▶ **Extract provided**
···

CONCRETE DAM CONSTRUCTION

http://www.dur.ac.uk/~des0www4/cal/dams/cons/consf3.htm

Aggregate Production - The acceptability of natural aggregates is judged upon the physical and chemical properties of the material and the accessibility, proximity to the site and economic workability of the deposit.

Concrete Handling, Placing and Consolidation - The procedure to be adopted for moving concrete from the mixers on to the dam will be governed by site conditions. The problem is to transport it to the dam with the least possible segregation or change in its consistency so it may be compacted uniformly into the dam without unreasonable effort. The cableway is probably the simplest arrangement. The tilting mixers will feed the buckets; these are then moved to a pick up point under the cableway, transported smoothly to the block and emptied quickly through an air operated gate.

Three Tower Cableway

The use of a belt conveyor has also been considered, but problems occur in keeping the belt temperature stable in warm weather and also in windy conditions. The conveyors are usually covered and cold air is blown over the concrete to lower its placing temperature.

The placing of a low-slump concrete, four layers in 2.3m lift

Tractor mounted vibrators at Emosson Dam, Switzerland

Proper consolidation of low-slump concrete is laborious and requires continuous supervision. The most efficient compactor is usually the two man hand-held high-speed vibrator.

Formwork - Probably the most widely used lift is 1.5m, however, on large dams a height of 2.3-3.0m is frequently used. With the larger lifts there are fewer movements of forms and fewer horizontal lift surfaces to be cleaned. The high-lift formwork is unique and expensive with less prospect for re-use, heavier equipment is required for lifting the forms and the heat problems and risks of cracking in the concrete are accentuated. Modern steel formwork is of cantilever design, see figure. Where possible the use of slip forms will expedite the work and lower the costs. At some locations it may be expedient to use precast concrete slabs for formwork with set-retarding agent on the inner surface.

Built in items - The installation of built in items is always a major source of delay on construction. Advance planning is required with close attention to detail. The complication of installation of reinforcement, prestressing, gate hinges, drainage wells and gate wells are common on spillways. There has been a tendency to use precast concrete units for galleries to save time, however this prevents the inspection of the concrete in the interior of the dam. The simplest method of forming galleries is vertical formwork extending the full height of a lift. When this is removed, precast concrete beams or slabs can be laid over the opening and concreted into the next lift. Reinforcement is usually required above and below rectangular galleries and this is best installed as prefabricated units.

···

▶ **Bounding-box annotations for photos**

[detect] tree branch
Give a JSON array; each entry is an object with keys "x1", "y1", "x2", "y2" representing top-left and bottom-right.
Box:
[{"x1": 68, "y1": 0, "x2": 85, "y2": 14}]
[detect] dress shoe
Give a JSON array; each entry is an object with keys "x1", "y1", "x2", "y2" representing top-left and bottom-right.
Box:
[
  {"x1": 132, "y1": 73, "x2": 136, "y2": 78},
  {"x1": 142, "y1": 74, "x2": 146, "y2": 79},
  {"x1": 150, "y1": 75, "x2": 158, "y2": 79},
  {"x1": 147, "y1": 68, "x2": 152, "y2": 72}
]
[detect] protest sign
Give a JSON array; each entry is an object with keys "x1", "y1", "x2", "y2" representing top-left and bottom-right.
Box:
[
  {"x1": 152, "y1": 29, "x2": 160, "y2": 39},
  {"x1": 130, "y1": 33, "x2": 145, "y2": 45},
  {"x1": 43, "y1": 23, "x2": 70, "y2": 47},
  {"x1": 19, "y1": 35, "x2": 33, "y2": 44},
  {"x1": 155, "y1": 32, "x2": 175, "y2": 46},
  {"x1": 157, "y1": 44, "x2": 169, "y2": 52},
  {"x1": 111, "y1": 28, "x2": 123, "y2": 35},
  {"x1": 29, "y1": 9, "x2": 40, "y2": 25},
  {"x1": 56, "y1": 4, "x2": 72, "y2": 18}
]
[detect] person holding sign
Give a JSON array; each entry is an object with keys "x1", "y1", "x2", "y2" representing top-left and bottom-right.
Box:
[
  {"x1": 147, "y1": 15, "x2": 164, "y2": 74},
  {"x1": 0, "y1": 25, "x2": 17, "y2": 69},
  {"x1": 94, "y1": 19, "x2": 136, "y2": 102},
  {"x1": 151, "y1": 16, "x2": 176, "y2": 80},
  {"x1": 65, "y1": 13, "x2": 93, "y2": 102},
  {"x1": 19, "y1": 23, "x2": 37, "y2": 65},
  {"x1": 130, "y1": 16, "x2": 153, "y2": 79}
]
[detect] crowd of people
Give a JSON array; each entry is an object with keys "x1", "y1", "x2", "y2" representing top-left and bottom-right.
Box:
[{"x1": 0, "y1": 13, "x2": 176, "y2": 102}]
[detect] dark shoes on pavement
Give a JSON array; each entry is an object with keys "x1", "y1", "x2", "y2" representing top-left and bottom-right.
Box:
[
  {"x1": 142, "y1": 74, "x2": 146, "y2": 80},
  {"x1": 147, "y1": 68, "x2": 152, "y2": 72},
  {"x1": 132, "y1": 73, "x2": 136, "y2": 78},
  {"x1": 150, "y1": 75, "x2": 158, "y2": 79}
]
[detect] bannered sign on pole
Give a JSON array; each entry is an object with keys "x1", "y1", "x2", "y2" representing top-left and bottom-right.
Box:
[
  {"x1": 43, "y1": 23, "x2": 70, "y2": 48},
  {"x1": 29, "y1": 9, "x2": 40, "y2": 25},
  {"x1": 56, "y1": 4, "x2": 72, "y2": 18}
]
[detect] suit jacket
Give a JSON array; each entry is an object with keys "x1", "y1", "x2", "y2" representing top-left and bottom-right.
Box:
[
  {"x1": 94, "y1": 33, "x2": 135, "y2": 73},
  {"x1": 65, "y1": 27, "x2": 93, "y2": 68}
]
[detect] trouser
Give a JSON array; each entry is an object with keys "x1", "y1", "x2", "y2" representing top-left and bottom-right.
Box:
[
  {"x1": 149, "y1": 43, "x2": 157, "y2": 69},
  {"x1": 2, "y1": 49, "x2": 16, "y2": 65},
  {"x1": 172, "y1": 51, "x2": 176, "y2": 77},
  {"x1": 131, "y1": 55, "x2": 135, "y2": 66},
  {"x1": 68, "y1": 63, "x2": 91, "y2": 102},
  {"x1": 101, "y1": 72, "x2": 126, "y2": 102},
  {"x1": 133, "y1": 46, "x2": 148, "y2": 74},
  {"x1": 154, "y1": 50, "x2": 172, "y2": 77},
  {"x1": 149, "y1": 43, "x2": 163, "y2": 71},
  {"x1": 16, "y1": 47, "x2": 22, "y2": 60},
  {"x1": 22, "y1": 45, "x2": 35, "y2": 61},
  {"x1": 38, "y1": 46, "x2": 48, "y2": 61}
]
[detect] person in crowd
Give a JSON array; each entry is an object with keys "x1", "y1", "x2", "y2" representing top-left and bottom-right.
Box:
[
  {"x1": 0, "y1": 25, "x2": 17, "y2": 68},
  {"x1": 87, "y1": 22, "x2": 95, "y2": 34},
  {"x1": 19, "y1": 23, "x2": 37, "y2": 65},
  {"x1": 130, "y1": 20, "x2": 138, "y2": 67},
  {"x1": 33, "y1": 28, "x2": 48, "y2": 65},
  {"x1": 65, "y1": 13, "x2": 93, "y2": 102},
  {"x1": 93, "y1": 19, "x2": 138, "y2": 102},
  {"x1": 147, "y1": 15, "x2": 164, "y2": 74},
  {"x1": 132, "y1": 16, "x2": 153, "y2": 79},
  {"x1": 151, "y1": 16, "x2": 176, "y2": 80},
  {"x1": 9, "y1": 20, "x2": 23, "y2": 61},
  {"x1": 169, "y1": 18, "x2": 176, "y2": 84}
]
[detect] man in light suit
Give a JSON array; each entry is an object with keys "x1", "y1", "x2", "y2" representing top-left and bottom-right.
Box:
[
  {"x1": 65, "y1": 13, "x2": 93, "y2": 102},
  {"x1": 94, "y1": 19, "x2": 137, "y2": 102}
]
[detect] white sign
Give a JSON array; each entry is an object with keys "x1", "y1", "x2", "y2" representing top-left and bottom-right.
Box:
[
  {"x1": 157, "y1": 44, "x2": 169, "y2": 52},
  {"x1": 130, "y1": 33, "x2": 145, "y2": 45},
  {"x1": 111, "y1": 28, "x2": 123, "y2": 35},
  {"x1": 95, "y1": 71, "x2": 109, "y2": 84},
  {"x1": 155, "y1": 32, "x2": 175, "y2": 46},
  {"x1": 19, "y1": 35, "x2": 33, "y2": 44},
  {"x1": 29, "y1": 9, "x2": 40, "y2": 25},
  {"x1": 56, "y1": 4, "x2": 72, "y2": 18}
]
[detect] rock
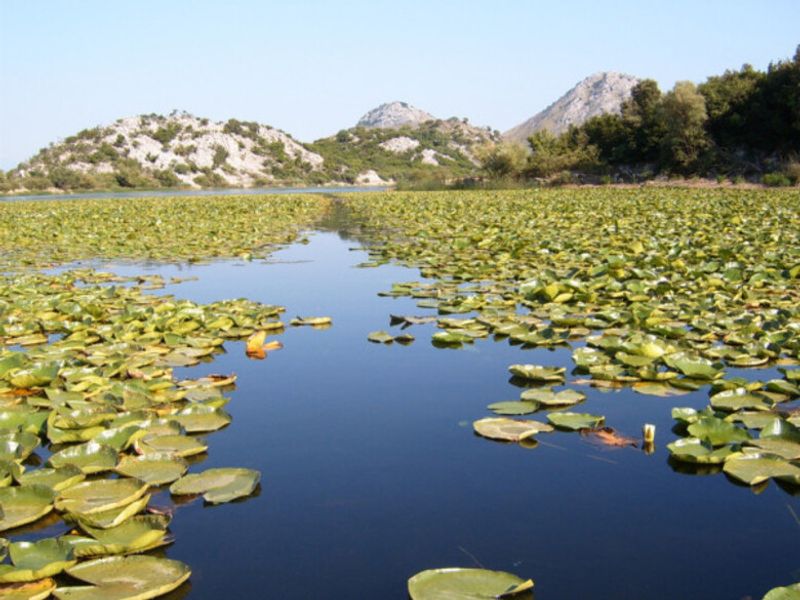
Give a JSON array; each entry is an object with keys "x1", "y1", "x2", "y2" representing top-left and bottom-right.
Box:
[
  {"x1": 356, "y1": 102, "x2": 434, "y2": 129},
  {"x1": 503, "y1": 72, "x2": 640, "y2": 143}
]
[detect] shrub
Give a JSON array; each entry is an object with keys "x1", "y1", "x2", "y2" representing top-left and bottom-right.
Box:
[
  {"x1": 211, "y1": 144, "x2": 228, "y2": 169},
  {"x1": 761, "y1": 172, "x2": 792, "y2": 187},
  {"x1": 150, "y1": 123, "x2": 181, "y2": 146},
  {"x1": 153, "y1": 169, "x2": 181, "y2": 187}
]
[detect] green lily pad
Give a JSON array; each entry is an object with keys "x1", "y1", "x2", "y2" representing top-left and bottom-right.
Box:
[
  {"x1": 54, "y1": 556, "x2": 192, "y2": 600},
  {"x1": 169, "y1": 468, "x2": 261, "y2": 504},
  {"x1": 547, "y1": 412, "x2": 606, "y2": 431},
  {"x1": 47, "y1": 442, "x2": 117, "y2": 474},
  {"x1": 486, "y1": 400, "x2": 539, "y2": 415},
  {"x1": 662, "y1": 352, "x2": 725, "y2": 380},
  {"x1": 633, "y1": 381, "x2": 689, "y2": 398},
  {"x1": 671, "y1": 406, "x2": 700, "y2": 424},
  {"x1": 115, "y1": 453, "x2": 188, "y2": 485},
  {"x1": 367, "y1": 331, "x2": 394, "y2": 344},
  {"x1": 725, "y1": 412, "x2": 775, "y2": 429},
  {"x1": 711, "y1": 388, "x2": 772, "y2": 411},
  {"x1": 74, "y1": 494, "x2": 150, "y2": 529},
  {"x1": 18, "y1": 465, "x2": 86, "y2": 492},
  {"x1": 762, "y1": 583, "x2": 800, "y2": 600},
  {"x1": 0, "y1": 539, "x2": 77, "y2": 583},
  {"x1": 688, "y1": 417, "x2": 751, "y2": 447},
  {"x1": 508, "y1": 365, "x2": 567, "y2": 382},
  {"x1": 472, "y1": 418, "x2": 553, "y2": 442},
  {"x1": 135, "y1": 435, "x2": 208, "y2": 458},
  {"x1": 520, "y1": 388, "x2": 586, "y2": 406},
  {"x1": 61, "y1": 515, "x2": 170, "y2": 558},
  {"x1": 408, "y1": 568, "x2": 533, "y2": 600},
  {"x1": 722, "y1": 454, "x2": 800, "y2": 485},
  {"x1": 56, "y1": 477, "x2": 148, "y2": 515},
  {"x1": 170, "y1": 404, "x2": 232, "y2": 433},
  {"x1": 0, "y1": 577, "x2": 56, "y2": 600},
  {"x1": 0, "y1": 484, "x2": 55, "y2": 531},
  {"x1": 667, "y1": 437, "x2": 734, "y2": 465}
]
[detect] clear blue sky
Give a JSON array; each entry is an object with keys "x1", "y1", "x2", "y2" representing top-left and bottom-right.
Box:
[{"x1": 0, "y1": 0, "x2": 800, "y2": 169}]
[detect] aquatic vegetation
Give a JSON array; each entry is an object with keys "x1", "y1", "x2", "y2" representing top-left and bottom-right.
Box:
[
  {"x1": 0, "y1": 195, "x2": 328, "y2": 270},
  {"x1": 408, "y1": 567, "x2": 533, "y2": 600},
  {"x1": 0, "y1": 197, "x2": 330, "y2": 599}
]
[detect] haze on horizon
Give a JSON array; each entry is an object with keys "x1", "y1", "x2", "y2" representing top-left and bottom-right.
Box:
[{"x1": 0, "y1": 0, "x2": 800, "y2": 170}]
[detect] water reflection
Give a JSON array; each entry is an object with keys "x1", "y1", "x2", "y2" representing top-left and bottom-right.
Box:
[{"x1": 20, "y1": 220, "x2": 800, "y2": 600}]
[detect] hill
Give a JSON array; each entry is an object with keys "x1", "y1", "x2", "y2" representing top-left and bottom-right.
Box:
[
  {"x1": 8, "y1": 112, "x2": 326, "y2": 189},
  {"x1": 308, "y1": 102, "x2": 500, "y2": 183},
  {"x1": 503, "y1": 72, "x2": 639, "y2": 143}
]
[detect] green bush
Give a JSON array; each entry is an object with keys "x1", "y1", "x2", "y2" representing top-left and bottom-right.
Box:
[
  {"x1": 211, "y1": 144, "x2": 228, "y2": 169},
  {"x1": 150, "y1": 123, "x2": 181, "y2": 146},
  {"x1": 761, "y1": 172, "x2": 792, "y2": 187}
]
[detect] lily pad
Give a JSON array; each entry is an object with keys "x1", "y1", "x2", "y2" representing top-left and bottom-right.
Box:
[
  {"x1": 19, "y1": 464, "x2": 86, "y2": 492},
  {"x1": 56, "y1": 477, "x2": 148, "y2": 515},
  {"x1": 115, "y1": 453, "x2": 188, "y2": 485},
  {"x1": 486, "y1": 400, "x2": 539, "y2": 415},
  {"x1": 547, "y1": 412, "x2": 606, "y2": 431},
  {"x1": 472, "y1": 418, "x2": 553, "y2": 442},
  {"x1": 169, "y1": 468, "x2": 261, "y2": 504},
  {"x1": 135, "y1": 435, "x2": 208, "y2": 458},
  {"x1": 0, "y1": 577, "x2": 56, "y2": 600},
  {"x1": 520, "y1": 388, "x2": 586, "y2": 406},
  {"x1": 47, "y1": 442, "x2": 117, "y2": 474},
  {"x1": 408, "y1": 568, "x2": 533, "y2": 600},
  {"x1": 722, "y1": 454, "x2": 800, "y2": 485},
  {"x1": 688, "y1": 417, "x2": 751, "y2": 447},
  {"x1": 61, "y1": 515, "x2": 170, "y2": 558},
  {"x1": 711, "y1": 388, "x2": 772, "y2": 411},
  {"x1": 761, "y1": 583, "x2": 800, "y2": 600},
  {"x1": 508, "y1": 365, "x2": 567, "y2": 382},
  {"x1": 667, "y1": 437, "x2": 734, "y2": 465},
  {"x1": 0, "y1": 538, "x2": 77, "y2": 583},
  {"x1": 54, "y1": 556, "x2": 192, "y2": 600},
  {"x1": 662, "y1": 352, "x2": 725, "y2": 380},
  {"x1": 367, "y1": 331, "x2": 394, "y2": 344},
  {"x1": 0, "y1": 484, "x2": 55, "y2": 531},
  {"x1": 74, "y1": 494, "x2": 150, "y2": 529}
]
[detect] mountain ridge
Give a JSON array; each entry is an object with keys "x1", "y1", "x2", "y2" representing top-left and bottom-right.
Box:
[{"x1": 503, "y1": 71, "x2": 641, "y2": 143}]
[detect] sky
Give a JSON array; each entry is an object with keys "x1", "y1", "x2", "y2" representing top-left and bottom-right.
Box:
[{"x1": 0, "y1": 0, "x2": 800, "y2": 170}]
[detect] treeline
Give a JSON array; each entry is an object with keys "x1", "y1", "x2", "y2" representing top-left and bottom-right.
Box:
[{"x1": 483, "y1": 46, "x2": 800, "y2": 185}]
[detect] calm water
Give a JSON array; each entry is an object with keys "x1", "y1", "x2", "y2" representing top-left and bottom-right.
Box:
[
  {"x1": 0, "y1": 185, "x2": 389, "y2": 202},
  {"x1": 34, "y1": 218, "x2": 800, "y2": 600}
]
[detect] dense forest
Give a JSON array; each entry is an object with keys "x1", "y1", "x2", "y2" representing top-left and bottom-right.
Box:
[{"x1": 483, "y1": 46, "x2": 800, "y2": 185}]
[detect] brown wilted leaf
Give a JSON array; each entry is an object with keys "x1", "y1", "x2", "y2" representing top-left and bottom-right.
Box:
[{"x1": 581, "y1": 427, "x2": 637, "y2": 448}]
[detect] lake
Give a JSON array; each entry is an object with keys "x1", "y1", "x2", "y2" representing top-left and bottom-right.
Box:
[{"x1": 36, "y1": 207, "x2": 800, "y2": 600}]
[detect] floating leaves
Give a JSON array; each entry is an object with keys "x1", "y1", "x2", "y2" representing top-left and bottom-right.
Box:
[
  {"x1": 547, "y1": 412, "x2": 605, "y2": 431},
  {"x1": 472, "y1": 418, "x2": 553, "y2": 442},
  {"x1": 0, "y1": 484, "x2": 55, "y2": 531},
  {"x1": 408, "y1": 568, "x2": 533, "y2": 600},
  {"x1": 508, "y1": 365, "x2": 567, "y2": 383},
  {"x1": 54, "y1": 556, "x2": 191, "y2": 600},
  {"x1": 290, "y1": 317, "x2": 333, "y2": 327},
  {"x1": 245, "y1": 331, "x2": 283, "y2": 360},
  {"x1": 169, "y1": 468, "x2": 261, "y2": 504}
]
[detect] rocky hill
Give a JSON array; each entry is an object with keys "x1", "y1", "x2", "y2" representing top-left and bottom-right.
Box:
[
  {"x1": 308, "y1": 102, "x2": 500, "y2": 183},
  {"x1": 9, "y1": 112, "x2": 327, "y2": 189},
  {"x1": 503, "y1": 72, "x2": 639, "y2": 143},
  {"x1": 356, "y1": 102, "x2": 435, "y2": 129}
]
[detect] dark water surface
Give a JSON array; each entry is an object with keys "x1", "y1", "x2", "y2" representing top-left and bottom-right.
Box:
[
  {"x1": 57, "y1": 224, "x2": 800, "y2": 600},
  {"x1": 0, "y1": 185, "x2": 389, "y2": 202}
]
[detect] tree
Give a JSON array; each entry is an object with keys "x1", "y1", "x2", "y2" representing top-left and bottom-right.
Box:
[
  {"x1": 658, "y1": 81, "x2": 710, "y2": 173},
  {"x1": 526, "y1": 127, "x2": 599, "y2": 177},
  {"x1": 477, "y1": 142, "x2": 528, "y2": 179},
  {"x1": 697, "y1": 65, "x2": 766, "y2": 149},
  {"x1": 622, "y1": 79, "x2": 666, "y2": 162}
]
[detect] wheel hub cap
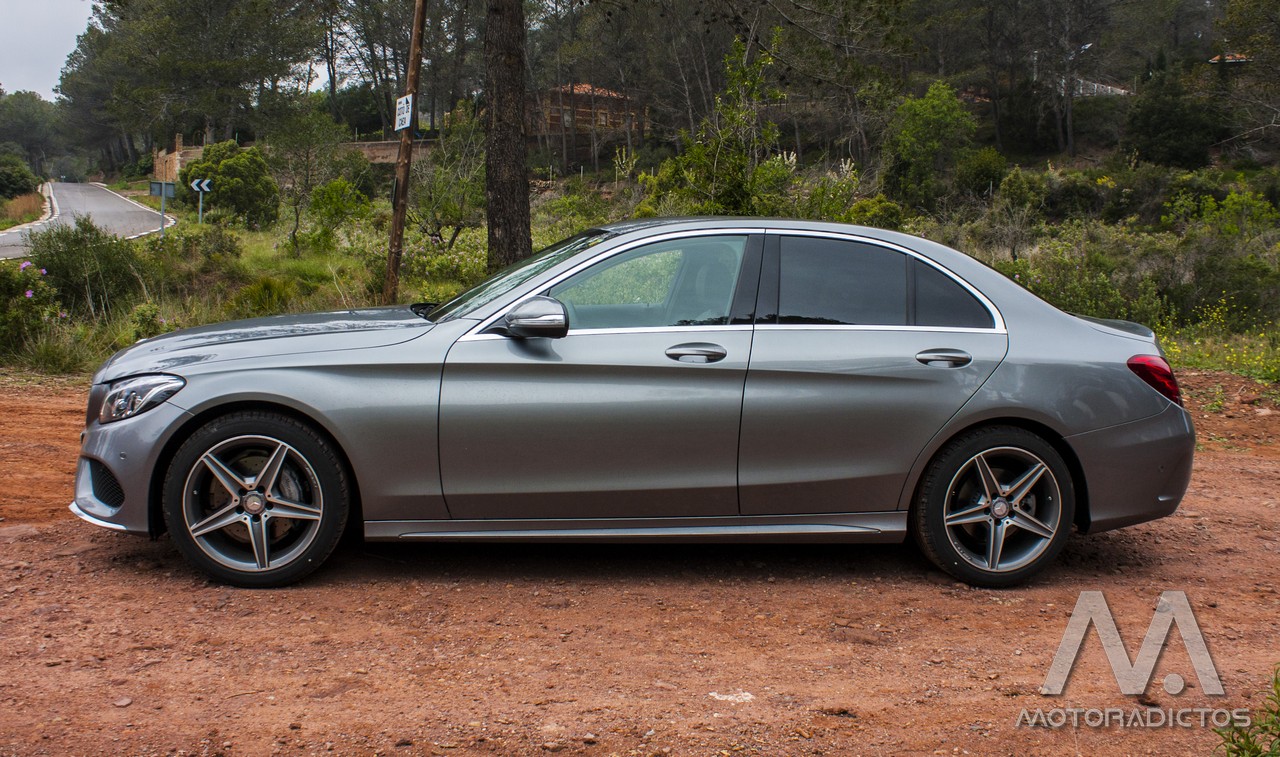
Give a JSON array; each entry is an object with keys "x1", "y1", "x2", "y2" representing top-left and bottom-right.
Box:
[
  {"x1": 242, "y1": 492, "x2": 266, "y2": 515},
  {"x1": 991, "y1": 498, "x2": 1012, "y2": 517}
]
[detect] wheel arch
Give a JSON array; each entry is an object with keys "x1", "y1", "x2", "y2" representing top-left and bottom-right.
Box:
[
  {"x1": 147, "y1": 400, "x2": 364, "y2": 538},
  {"x1": 906, "y1": 416, "x2": 1089, "y2": 533}
]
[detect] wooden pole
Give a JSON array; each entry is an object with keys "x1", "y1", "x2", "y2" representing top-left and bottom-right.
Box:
[{"x1": 383, "y1": 0, "x2": 426, "y2": 305}]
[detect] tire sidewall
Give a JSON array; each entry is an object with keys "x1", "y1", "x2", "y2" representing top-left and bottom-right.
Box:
[
  {"x1": 161, "y1": 411, "x2": 349, "y2": 588},
  {"x1": 911, "y1": 427, "x2": 1075, "y2": 588}
]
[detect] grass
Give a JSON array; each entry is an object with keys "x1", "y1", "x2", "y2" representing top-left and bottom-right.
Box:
[{"x1": 0, "y1": 192, "x2": 45, "y2": 229}]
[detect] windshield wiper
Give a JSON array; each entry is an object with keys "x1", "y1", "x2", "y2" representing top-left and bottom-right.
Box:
[{"x1": 408, "y1": 302, "x2": 440, "y2": 320}]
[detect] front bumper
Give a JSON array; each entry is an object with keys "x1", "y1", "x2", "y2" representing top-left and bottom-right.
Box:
[
  {"x1": 1066, "y1": 403, "x2": 1196, "y2": 533},
  {"x1": 70, "y1": 402, "x2": 191, "y2": 535}
]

···

Substitute "hot weather" for "warm weather" in the text on concrete dam construction, starting with "The use of a" and going on through "its placing temperature.", and write out that passage. This material comes from a different source than the text on concrete dam construction.

▶ **Result for this exercise**
The use of a belt conveyor has also been considered, but problems occur in keeping the belt temperature stable in hot weather and also in windy conditions. The conveyors are usually covered and cold air is blown over the concrete to lower its placing temperature.